Willie du Plessis
- Born: Willem du Plessis 4 September 1955 (age 70) Somerset East, Eastern Cape, South Africa
- Height: 1.80 m (5 ft 11 in)
- Weight: 83 kg (183 lb)
- School: Gill College, Somerset East
- University: Stellenbosch University
- Notable relative(s): Carel du Plessis (brother) Dan du Plessis (nephew) Jean-Luc du Plessis (nephew) Lizaan du Plessis (daughter) Michael du Plessis (brother)

Rugby union career

Amateur team(s)
- Years: Team / Apps / (Points)
- Maties

Provincial / State sides
- Years: Team / Apps / (Points)
- 1977–1982: Western Province / 67 / (160)

International career
- Years: Team / Apps / (Points)
- 1980–1982: South Africa / 14 / (12 [3t])

= Willie du Plessis (rugby union, born 1955) =

South African rugby union footballer

Willem du Plessis (born 4 September 1955) is a former South African rugby union player.

==Early life==
Du Plessis was born in Somerset East in the Eastern Cape province of South Africa. His father, also named Willie, played provincial rugby for Eastern Province and his maternal grandfather, Michael Josias du Plessis played for Western Province in 1923 and 1924. Du Plessis was educated at Gill College in Somerset East and in 1973, represented North Eastern Cape at the annual Craven Week tournament. He also represented Eastern Province at the South African junior athletics championships.

==Playing career==
In 1975, du Plessis enrolled at Stellenbosch University for a degree in Physical Education and in 1977 made his debut for Western Province. Between 1977 and 1982, he played 67 matches for Western Province and was a member of the Western Province team that won the Currie Cup in 1982. Two of his brothers, Michael and Carel, were also in the 1982 Currie Cup winning team.

Du Plessis made his test debut for the Springboks against the visiting South American Jaguars team on 26 April 1980 and in so doing became the 500th Springbok rugby player. He was capped 14 times and scored 3 test tries for the Springboks. Du Plessis also played in six tour matches, scoring four tries for the Springboks. He retired at the end of the 1982 season, at the age of 26, to take up farming.

----------------

- _Stated task 1_
Rewrite everything in the Willie du Plessis profile from "- Weight: 83" down to "Michael du Plessis (brother)", putting "cousin" wherever "nephew" appears.
- _Stated task 2_
Supply the next part of the profile of rugby player Willie du Plessis, picking up after its final sentence.

- _Record excerpts_
----------------

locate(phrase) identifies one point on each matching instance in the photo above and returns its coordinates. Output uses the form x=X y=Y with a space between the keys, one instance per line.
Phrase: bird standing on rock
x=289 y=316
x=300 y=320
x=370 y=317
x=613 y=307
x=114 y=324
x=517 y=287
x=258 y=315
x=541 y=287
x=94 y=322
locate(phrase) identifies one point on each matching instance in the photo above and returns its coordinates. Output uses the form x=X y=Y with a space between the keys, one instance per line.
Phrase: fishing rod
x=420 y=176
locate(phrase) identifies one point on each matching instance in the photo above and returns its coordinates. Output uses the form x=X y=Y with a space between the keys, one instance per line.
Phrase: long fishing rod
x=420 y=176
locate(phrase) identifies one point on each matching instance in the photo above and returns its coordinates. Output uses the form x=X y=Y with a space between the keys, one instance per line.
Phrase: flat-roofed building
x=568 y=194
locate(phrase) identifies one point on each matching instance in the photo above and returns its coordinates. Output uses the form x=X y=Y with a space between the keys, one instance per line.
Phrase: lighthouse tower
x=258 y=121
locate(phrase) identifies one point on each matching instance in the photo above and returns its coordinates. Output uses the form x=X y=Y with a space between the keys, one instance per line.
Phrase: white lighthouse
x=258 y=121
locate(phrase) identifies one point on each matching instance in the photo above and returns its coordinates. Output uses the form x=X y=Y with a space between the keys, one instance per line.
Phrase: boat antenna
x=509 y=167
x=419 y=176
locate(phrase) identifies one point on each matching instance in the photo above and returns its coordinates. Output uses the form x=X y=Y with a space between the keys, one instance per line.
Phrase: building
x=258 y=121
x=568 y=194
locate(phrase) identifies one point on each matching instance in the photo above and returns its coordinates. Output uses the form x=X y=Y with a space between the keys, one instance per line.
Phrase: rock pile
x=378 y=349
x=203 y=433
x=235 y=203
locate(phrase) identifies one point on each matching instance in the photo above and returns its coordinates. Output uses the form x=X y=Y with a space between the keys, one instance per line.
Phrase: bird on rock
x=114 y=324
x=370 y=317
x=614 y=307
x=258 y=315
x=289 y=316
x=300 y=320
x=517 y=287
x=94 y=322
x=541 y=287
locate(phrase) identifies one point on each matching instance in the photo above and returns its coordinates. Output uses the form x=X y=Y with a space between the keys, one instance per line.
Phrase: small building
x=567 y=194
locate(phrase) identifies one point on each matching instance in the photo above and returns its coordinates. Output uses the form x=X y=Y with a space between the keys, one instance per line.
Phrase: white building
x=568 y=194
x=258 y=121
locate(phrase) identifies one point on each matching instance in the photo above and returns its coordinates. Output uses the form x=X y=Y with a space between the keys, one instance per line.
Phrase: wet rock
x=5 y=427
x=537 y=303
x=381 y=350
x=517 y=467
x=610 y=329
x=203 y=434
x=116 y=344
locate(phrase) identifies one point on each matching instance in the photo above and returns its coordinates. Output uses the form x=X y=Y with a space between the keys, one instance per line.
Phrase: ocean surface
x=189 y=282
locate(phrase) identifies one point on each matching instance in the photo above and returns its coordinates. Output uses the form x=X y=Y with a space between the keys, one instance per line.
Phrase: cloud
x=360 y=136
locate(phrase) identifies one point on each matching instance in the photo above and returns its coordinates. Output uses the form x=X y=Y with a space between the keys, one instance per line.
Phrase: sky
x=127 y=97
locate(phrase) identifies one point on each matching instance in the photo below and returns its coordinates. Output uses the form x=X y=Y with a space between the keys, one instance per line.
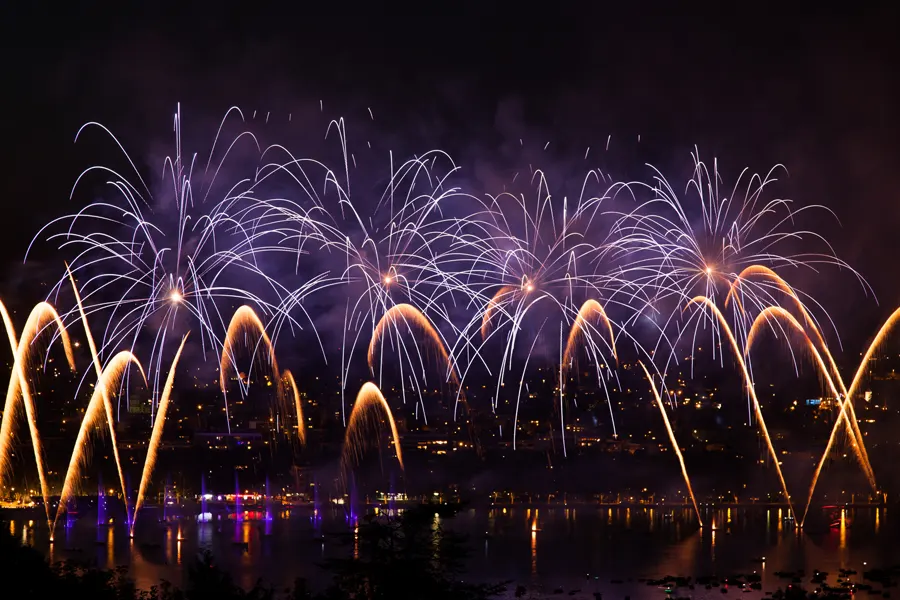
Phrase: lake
x=577 y=549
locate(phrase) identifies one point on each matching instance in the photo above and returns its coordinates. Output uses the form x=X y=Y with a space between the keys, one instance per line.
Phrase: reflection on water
x=580 y=549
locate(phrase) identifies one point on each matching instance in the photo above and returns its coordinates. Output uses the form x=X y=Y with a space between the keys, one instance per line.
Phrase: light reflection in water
x=110 y=545
x=843 y=534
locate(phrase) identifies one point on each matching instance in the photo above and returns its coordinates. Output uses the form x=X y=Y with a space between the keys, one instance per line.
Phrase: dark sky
x=817 y=93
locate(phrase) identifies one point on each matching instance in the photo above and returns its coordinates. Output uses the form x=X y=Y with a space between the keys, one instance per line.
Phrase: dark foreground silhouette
x=404 y=558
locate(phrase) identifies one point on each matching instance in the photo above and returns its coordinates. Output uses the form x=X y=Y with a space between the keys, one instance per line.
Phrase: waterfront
x=609 y=550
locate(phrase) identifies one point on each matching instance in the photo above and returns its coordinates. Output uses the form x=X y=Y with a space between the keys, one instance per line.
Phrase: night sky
x=817 y=93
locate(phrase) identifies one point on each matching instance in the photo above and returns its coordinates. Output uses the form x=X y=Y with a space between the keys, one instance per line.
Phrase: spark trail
x=156 y=436
x=665 y=417
x=364 y=423
x=751 y=388
x=19 y=387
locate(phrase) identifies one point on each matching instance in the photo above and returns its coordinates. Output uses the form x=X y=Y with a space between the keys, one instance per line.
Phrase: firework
x=150 y=253
x=364 y=426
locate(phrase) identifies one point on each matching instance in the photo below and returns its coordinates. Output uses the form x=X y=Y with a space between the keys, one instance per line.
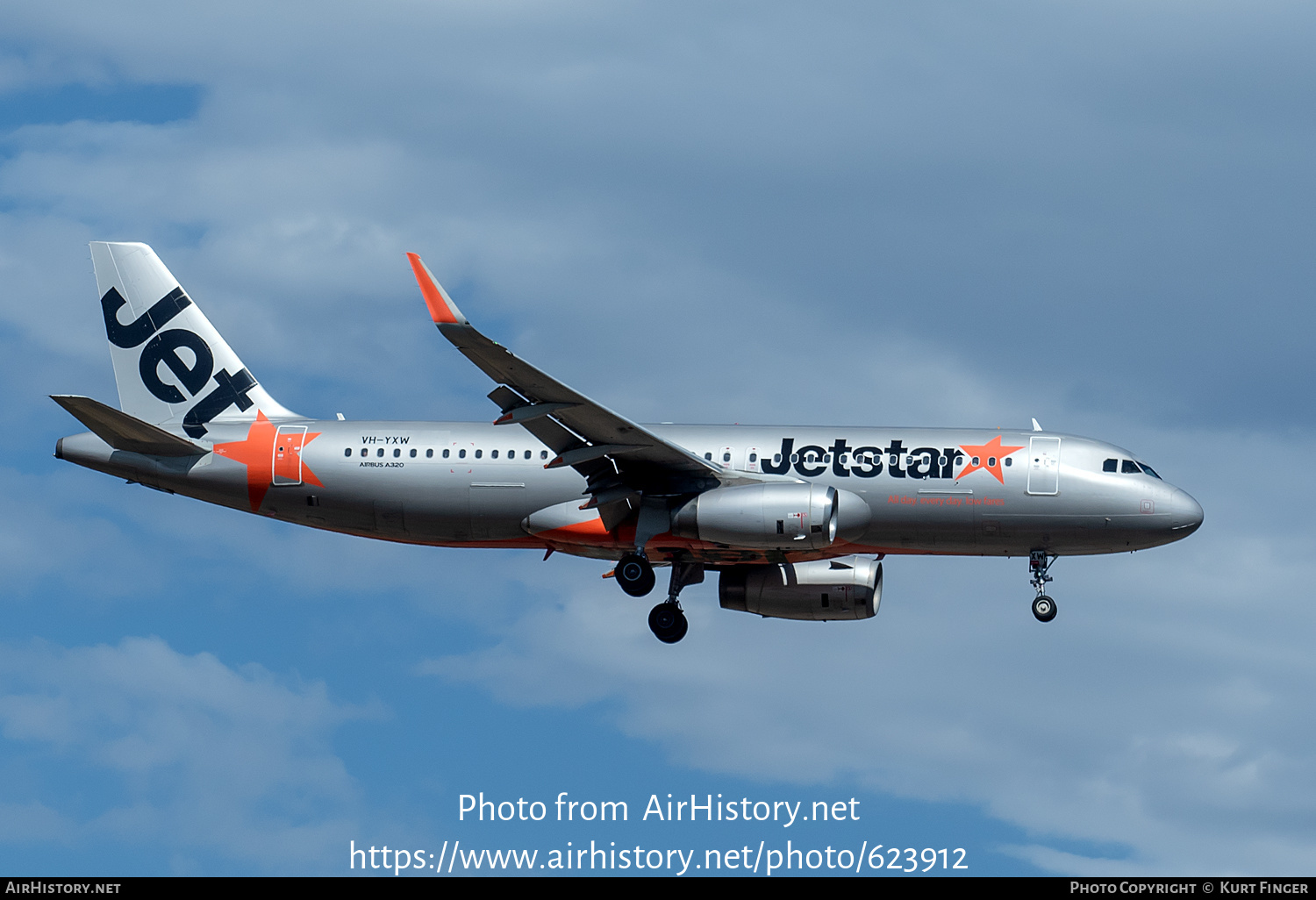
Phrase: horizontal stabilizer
x=124 y=432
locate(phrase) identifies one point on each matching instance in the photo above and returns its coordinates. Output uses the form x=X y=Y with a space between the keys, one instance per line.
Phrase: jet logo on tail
x=163 y=347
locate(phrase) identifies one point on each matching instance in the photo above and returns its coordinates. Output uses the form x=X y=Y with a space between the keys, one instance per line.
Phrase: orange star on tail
x=990 y=454
x=257 y=454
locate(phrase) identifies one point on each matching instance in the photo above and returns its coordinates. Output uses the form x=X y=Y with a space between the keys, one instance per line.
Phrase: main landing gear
x=666 y=620
x=1044 y=608
x=634 y=575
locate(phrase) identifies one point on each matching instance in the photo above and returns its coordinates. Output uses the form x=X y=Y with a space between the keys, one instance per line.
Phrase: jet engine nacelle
x=787 y=516
x=849 y=587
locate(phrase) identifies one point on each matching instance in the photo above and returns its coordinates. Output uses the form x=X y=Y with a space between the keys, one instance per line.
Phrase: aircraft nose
x=1186 y=513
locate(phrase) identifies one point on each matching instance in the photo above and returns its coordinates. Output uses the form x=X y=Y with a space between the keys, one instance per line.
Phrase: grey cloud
x=208 y=758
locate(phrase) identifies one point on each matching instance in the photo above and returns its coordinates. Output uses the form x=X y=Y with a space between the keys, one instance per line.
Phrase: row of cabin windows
x=429 y=453
x=1128 y=468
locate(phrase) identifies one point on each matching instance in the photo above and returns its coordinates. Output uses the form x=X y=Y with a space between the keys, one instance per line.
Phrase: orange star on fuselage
x=994 y=452
x=257 y=454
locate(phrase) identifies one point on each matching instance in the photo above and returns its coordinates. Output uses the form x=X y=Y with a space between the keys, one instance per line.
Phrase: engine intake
x=849 y=587
x=789 y=516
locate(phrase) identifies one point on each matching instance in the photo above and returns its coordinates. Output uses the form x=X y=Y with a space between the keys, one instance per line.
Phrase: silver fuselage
x=478 y=484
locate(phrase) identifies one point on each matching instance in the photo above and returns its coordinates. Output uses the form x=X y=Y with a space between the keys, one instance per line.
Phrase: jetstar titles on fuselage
x=898 y=461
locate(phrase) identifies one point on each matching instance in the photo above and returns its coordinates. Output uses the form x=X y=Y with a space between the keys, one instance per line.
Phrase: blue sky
x=1095 y=213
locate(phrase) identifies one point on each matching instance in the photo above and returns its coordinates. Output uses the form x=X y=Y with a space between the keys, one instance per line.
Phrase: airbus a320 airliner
x=794 y=520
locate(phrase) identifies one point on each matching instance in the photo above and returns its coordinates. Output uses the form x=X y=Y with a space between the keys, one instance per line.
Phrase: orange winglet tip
x=441 y=307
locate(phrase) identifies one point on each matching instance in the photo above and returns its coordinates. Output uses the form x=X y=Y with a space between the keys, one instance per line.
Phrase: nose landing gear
x=1044 y=608
x=668 y=621
x=634 y=575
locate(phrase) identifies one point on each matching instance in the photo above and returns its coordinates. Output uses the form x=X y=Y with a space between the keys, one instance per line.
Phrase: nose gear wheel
x=1039 y=563
x=668 y=623
x=634 y=575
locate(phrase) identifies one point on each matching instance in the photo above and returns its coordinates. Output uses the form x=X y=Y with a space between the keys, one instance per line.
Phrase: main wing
x=623 y=461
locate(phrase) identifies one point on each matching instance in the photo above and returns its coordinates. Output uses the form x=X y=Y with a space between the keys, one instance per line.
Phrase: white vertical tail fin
x=171 y=366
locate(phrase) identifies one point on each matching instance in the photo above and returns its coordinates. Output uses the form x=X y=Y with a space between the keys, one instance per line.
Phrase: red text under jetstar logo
x=258 y=454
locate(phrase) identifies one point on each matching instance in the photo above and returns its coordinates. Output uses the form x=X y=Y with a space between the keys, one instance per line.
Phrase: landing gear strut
x=1044 y=608
x=634 y=575
x=666 y=620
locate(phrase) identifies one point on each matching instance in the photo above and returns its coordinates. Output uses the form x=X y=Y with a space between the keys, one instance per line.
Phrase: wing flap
x=573 y=413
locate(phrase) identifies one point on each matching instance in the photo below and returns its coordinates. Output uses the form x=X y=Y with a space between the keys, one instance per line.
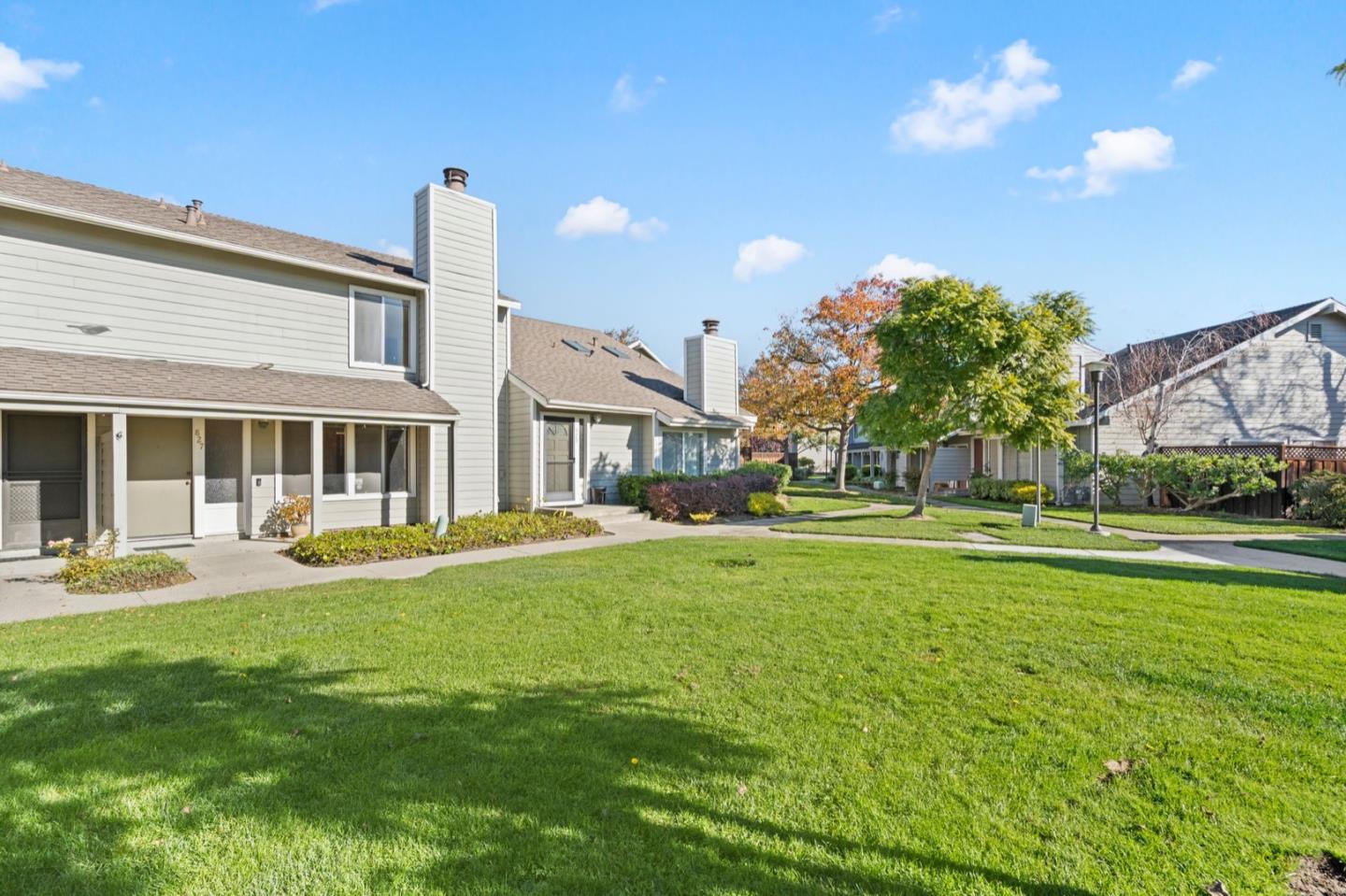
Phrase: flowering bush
x=764 y=504
x=95 y=569
x=724 y=497
x=345 y=547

----------------

- _Exercise result 1_
- Weight: 83 kg (183 lb)
- School: Gill College, Somerset East
- University: Stellenbosch University
- Notable relative(s): Carel du Plessis (brother) Dan du Plessis (cousin) Jean-Luc du Plessis (cousin) Lizaan du Plessis (daughter) Michael du Plessis (brother)

- _Exercise result 2_
===Test history===

| No. | Opposition | Result (SA 1st) | Position | Tries | Date | Venue |
|---|---|---|---|---|---|---|
| 1. | South American Jaguars | 24–9 | Centre |  | 26 April 1980 | Wanderers Stadium, Johannesburg |
| 2. | South American Jaguars | 18–9 | Centre |  | 3 May 1980 | Kings Park Stadium, Durban |
| 3. | British Lions | 26–22 | Centre | 1 | 31 May 1980 | Newlands, Cape Town |
| 4. | British and Irish Lions British Lions | 26–19 | Centre |  | 14 June 1980 | Free State Stadium, Bloemfontein |
| 5. | British and Irish Lions British Lions | 12–10 | Centre |  | 28 June 1980 | Boet Erasmus Stadium, Port Elizabeth |
| 6. | British and Irish Lions British Lions | 13–17 | Centre | 1 | 12 July 1980 | Loftus Versfeld, Pretoria |
| 7. | South American Jaguars | 22–13 | Centre |  | 18 October 1980 | Wanderers Club, Montevideo |
| 8. | South American Jaguars | 30–16 | Centre |  | 25 October 1980 | Prince of Wales Country Club, Santiago |
| 9. | France | 37–15 | Centre |  | 8 November 1980 | Loftus Versfeld, Pretoria |
| 10. | New Zealand | 9–14 | Centre |  | 15 August 1981 | Lancaster Park, Christchurch |
| 11. | NZL New Zealand | 24–12 | Centre |  | 29 August 1981 | Athletic Park, Wellington |
| 12. | NZL New Zealand | 22–25 | Centre |  | 12 September 1981 | Eden Park, Auckland |
| 13. | South American Jaguars | 50–18 | Centre | 1 | 27 March 1982 | Loftus Versfeld, Pretoria |
| 14. | South American Jaguars | 12–21 | Centre |  | 3 April 1982 | Free State Stadium, Bloemfontein |

==Accolades==
In 1979, du Plessis was named one of the five South African Young Players of the Year, along with Darius Botha, Doug Jeffrey, Andre Markgraaff and Gawie Visagie.

==Personal==
Du Plessis is the brother of Michael du Plessis and Carel du Plessis, both former Springboks and the father of Lizaan du Plessis, a former professional tennis player. His fourth brother, Jacques du Plessis played provincial rugby for Western Province and Eastern Province. During the latter part of the 2000s, Du Plessis emigrated to Australia and resides in Sydney.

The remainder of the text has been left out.